→ **STUDY TEXT**

▽

So I want the Minister to reflect on what happened last Thursday. The Opposition had to call for an urgent question to find out what was going on in an important area of policy regarding roaming charges after we leave the European Union, which is not dissimilar to the policy area that we are considering now.
My hon. Friend is absolutely right. There is a similarity with the portability of content and the ability for consumers to watch Netflix or Amazon Prime, on the one hand, or for satellite broadcasters to reach their customers in a country different to the one where their broadcast comes from. It is very similar to the point about mobile phone roaming charges. Who knows? Maybe somebody will table an urgent question on those points in the days ahead. So I completely agree with my hon. Friend’s point; it had occurred to me, as well.
I mentioned the apparently very significant consequences for broadcasters, which have not been addressed by the impact assessment. Just to emphasise the consequences of these regulations, a European Commission notice to stakeholders states that in the absence of an agreement between the UK and the EU, broadcasters in the UK will no longer benefit from this mechanism when providing cross-border broadcasting services to EU customers, and they will have to clear rights in all the member states that their signal reaches. I do not think we are talking about a situation where it is just one side of the Irish border or the other, although there are some interesting questions there about where someone lives and which signal they receive. I do not see how the regulations address the Commission’s point. That must be of major concern to UK broadcasters. I wonder whether that was one of the technical points raised in the roundtable to which the Minister referred—he was not able to tell us before, but perhaps he will be when he responds.
Paragraph 7.4 of the explanatory memorandum refers to the implementation of the EU term directive and to copyright duration for copyright works originating from EEA states. It also says that copyright works originating in the UK will be treated with consistency in the EEA. I can see how we could guarantee consistency of treatment of works originating in the EEA, but how can the regulations guarantee the same in return? Has a mutual recognition agreement been finalised in that respect?
In paragraphs 7.5, 7.8 and 7.15 of the explanatory memorandum, it is claimed that there will be consistency of treatment for EEA citizens in the UK and for UK citizens in the EEA. Again, when was a mutual recognition agreement signed? Or, in the event that it was not, why is that claim being made? As far as I can see from what has been published, we have no way of verifying whether the regulations will hold up in court. That lack of published consultation—or informal roundtable consultation, or however the Minister wishes to describe it—would suggest that I am right to have such concerns.
In contrast to the paragraphs that indicate a continuation of mutual recognition or an establishment of new agreements on mutual recognition in some areas, paragraph 7.10 of the explanatory memorandum refers to the ending of mutual recognition and to the end of information sharing with respect to UK cultural heritage institutions. It is impossible to predict the consequences of the end of those arrangements for the arts and for heritage objects.
Paragraphs 7.12 and 7.21 refer to the Marrakesh treaty and rights for disabled people to copy copyrighted materials and to exchange such copies. Paragraph 7.12 refers to the loss of rights for disabled people to have copies of copyrighted works without infringing copyright. I do not pretend to understand the consequences of the EU’s membership of the Marrakesh treaty—unlike some of the lawyers sat behind me, I do not have the training or qualification for that—but can the Minister tell us when we will ratify the Marrakesh treaty in our own right as the UK, as indicated in paragraph 7.21?

△

→ **INFORMATION PROVIDED**
▽

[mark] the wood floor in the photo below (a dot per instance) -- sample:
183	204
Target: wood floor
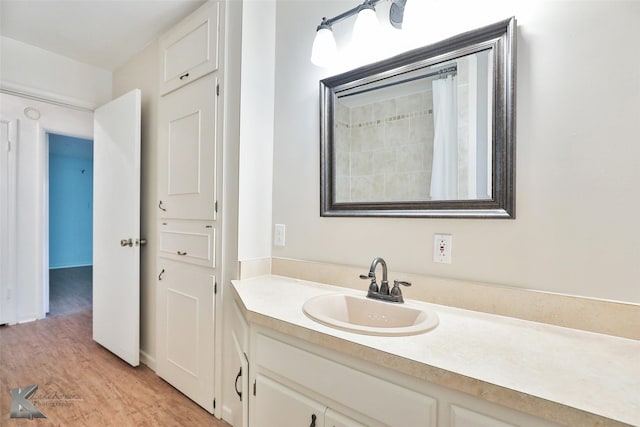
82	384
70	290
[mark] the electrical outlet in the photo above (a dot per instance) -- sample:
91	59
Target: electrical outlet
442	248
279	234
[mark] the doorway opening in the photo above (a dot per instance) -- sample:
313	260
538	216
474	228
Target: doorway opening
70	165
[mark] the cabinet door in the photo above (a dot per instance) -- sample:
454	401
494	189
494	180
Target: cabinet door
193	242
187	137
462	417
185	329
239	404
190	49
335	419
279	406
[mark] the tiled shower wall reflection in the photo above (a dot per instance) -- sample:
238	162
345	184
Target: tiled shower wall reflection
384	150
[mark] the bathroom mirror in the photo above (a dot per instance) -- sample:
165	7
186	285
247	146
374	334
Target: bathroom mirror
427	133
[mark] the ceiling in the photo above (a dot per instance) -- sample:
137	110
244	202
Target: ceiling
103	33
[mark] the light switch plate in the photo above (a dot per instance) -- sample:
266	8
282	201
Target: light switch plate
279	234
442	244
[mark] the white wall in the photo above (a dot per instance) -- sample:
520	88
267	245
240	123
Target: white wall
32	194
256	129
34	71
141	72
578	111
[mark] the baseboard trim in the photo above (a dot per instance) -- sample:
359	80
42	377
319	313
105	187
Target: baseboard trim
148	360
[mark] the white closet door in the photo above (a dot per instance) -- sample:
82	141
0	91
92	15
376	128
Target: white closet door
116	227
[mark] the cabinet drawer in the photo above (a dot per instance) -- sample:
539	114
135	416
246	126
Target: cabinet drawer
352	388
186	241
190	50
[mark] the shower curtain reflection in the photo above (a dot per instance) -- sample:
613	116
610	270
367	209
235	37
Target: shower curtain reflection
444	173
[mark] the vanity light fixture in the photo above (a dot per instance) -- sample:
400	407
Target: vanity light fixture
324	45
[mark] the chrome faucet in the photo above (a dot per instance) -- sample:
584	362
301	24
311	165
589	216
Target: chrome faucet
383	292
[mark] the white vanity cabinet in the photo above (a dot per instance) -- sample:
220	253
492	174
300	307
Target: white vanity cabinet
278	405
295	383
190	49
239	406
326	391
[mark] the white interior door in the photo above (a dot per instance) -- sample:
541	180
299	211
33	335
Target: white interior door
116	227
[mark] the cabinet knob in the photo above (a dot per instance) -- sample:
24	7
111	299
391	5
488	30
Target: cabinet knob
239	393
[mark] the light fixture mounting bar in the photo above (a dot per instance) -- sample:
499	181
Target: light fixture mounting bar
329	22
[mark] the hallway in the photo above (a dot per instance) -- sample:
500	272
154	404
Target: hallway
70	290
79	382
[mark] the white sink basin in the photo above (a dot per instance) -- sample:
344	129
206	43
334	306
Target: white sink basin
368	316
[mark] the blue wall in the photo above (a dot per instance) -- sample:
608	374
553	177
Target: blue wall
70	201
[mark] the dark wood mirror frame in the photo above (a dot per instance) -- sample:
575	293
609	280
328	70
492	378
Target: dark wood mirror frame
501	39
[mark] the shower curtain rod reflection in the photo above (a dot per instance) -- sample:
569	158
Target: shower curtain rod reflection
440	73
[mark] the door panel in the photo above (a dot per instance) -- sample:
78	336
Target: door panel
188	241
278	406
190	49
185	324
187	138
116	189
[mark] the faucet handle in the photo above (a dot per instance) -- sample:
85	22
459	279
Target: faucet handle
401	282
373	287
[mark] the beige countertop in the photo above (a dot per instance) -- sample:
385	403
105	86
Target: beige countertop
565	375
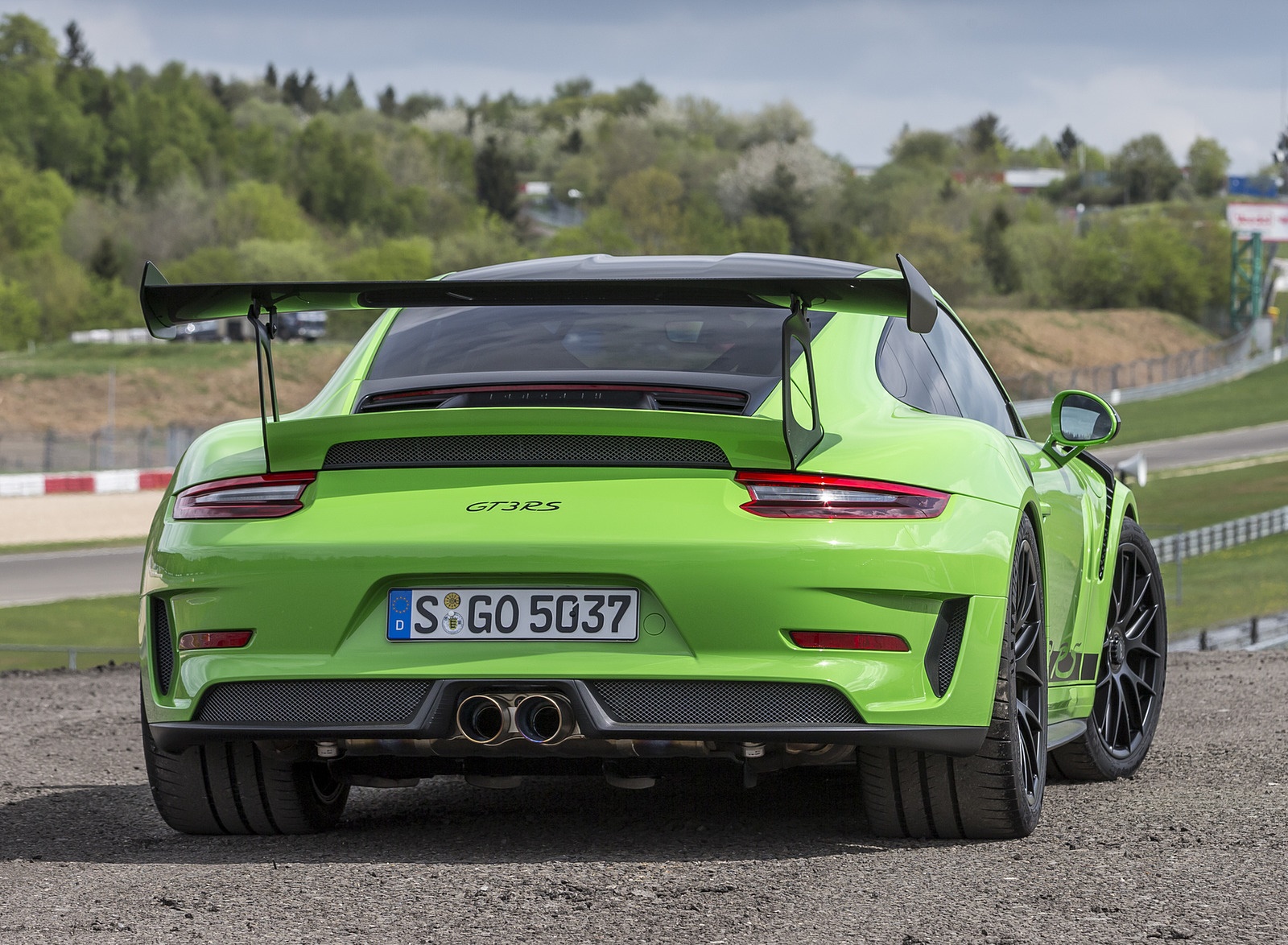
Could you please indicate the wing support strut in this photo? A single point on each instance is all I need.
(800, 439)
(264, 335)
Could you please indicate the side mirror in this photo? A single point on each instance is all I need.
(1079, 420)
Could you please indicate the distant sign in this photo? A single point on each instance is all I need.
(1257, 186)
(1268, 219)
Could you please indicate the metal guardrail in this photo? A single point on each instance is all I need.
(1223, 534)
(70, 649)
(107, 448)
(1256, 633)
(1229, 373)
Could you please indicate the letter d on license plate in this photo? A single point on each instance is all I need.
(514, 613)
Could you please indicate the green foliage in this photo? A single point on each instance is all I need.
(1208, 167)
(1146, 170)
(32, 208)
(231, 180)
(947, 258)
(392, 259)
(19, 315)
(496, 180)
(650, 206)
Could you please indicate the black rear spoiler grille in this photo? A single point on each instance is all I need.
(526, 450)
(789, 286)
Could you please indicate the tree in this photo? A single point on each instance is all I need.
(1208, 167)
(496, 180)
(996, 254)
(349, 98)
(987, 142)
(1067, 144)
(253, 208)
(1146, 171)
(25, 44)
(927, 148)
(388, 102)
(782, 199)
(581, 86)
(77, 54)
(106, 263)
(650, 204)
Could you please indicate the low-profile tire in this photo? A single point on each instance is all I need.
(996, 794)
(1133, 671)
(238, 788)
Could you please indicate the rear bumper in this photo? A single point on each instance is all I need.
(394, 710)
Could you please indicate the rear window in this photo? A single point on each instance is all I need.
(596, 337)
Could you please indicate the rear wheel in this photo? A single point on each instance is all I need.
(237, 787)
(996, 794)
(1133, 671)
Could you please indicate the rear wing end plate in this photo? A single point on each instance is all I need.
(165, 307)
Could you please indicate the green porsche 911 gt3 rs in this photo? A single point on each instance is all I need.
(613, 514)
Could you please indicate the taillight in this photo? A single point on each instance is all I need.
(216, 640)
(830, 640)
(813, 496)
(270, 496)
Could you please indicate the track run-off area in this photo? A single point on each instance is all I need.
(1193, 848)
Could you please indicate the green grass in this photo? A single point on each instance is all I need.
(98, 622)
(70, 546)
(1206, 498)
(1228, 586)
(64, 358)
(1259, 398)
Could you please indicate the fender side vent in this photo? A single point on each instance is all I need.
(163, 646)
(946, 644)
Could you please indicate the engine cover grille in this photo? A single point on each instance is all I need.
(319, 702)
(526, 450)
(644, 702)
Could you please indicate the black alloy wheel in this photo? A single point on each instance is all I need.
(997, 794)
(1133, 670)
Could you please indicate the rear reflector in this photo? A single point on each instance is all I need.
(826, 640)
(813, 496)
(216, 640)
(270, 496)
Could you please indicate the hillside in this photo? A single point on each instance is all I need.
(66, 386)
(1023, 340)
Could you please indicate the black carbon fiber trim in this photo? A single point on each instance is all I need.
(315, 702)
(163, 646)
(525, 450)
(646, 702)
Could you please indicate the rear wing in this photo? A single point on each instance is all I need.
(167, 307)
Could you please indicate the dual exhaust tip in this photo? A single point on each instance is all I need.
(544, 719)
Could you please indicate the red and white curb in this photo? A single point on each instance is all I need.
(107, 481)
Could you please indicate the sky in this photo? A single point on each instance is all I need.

△

→ **DIRECTIONS**
#1 Return the copyright debate text from "Paragraph 7.4 of" to "in that respect?", copying it word for word.
#2 Resume the copyright debate text, starting after its final sentence.

→ **LIST OF ANSWERS**
#1
Paragraph 7.4 of the explanatory memorandum refers to the implementation of the EU term directive and to copyright duration for copyright works originating from EEA states. It also says that copyright works originating in the UK will be treated with consistency in the EEA. I can see how we could guarantee consistency of treatment of works originating in the EEA, but how can the regulations guarantee the same in return? Has a mutual recognition agreement been finalised in that respect?

#2
According to the Government’s September guidance on no-deal planning, the answer is “after we have left the EU.” Can the Minister confirm whether we will be able to do what is suggested in the explanatory memorandum between exit day and ratification of the treaty? Can he confirm when we will become signatories to the treaty in our own right, or whether something already happened in that respect that is not mentioned in this paperwork?
Paragraph 7.20 concerns the portability regulation—this affects Netflix and Amazon Prime—which allows us to watch content when we visit the EEA by moving rights and permissions with the consumer. The draft regulations appear to end that arrangement. That change will have a significant impact on consumers and on the providers of content. Who will pay for holidaymakers to watch Netflix or Amazon Prime when in the EU after 29 March? I wonder whether we will be able to watch the “House of Cards” series—it springs to mind in this place—using a UK subscription, or if we will need to buy a new EU subscription to do so. Can the Minister clarify that?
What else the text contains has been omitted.